## REQUIREMENTS
Print, exactly as given, each line of the data from the line containing "like [[14, 210]]." up to and including its last line.

[Records from a data source]

—————

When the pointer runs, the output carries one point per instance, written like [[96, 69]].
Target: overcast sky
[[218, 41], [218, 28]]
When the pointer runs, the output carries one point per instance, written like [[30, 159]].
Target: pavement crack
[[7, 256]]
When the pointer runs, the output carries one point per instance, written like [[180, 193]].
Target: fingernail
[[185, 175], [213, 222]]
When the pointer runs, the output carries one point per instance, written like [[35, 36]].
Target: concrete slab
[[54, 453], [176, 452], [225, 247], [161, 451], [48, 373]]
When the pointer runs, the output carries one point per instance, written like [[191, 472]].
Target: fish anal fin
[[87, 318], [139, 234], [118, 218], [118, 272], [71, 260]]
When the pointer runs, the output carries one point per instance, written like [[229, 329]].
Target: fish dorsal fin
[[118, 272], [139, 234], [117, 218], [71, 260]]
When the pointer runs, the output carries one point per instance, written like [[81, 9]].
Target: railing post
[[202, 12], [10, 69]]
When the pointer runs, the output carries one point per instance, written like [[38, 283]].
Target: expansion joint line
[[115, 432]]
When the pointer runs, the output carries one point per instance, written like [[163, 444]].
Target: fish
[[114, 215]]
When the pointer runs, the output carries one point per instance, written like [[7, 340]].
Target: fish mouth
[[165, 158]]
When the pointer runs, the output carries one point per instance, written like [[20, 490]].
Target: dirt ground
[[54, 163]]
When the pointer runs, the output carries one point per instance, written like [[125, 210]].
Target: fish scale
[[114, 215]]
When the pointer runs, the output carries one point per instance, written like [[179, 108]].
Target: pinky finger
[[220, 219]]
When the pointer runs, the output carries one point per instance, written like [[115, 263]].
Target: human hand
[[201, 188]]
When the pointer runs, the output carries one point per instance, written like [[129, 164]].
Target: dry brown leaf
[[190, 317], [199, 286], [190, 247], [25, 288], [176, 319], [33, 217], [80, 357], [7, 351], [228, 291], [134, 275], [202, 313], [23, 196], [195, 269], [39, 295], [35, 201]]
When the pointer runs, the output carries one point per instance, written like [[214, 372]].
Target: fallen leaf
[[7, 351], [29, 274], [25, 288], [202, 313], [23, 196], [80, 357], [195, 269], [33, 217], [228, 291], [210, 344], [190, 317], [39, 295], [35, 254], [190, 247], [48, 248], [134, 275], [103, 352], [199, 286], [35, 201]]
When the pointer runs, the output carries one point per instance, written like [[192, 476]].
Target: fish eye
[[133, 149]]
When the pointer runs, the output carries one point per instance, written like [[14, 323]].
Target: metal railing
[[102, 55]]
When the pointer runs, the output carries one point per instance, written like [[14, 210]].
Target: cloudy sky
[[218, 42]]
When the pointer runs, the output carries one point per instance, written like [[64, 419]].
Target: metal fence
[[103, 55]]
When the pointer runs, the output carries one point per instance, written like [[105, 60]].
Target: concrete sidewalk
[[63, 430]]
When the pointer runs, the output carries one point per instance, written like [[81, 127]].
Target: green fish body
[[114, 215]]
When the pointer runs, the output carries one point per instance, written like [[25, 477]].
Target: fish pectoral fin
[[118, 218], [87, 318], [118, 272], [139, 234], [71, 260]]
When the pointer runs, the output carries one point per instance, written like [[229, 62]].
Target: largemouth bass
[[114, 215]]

—————

## ANSWER BELOW
When the pointer runs, the output carries one point per instance, written like [[14, 210]].
Target: cloudy sky
[[218, 42]]
When the pointer runs, the output carries one point per instance, written like [[64, 419]].
Target: metal fence
[[103, 55]]
When the pointer runs, the output carries one point per instance, written like [[105, 60]].
Target: concrete sidewalk
[[63, 430]]
When the pointer runs, the output carries one point per instance, written like [[81, 127]].
Target: green fish body
[[114, 215]]
When the pointer runs, the output carries one point per instance, written like [[25, 477]].
Target: fish pectoral fin
[[118, 218], [87, 318], [118, 272], [139, 234], [71, 260]]
When the pointer runs, the output carries one point per instance, written like [[229, 62]].
Target: largemouth bass
[[114, 215]]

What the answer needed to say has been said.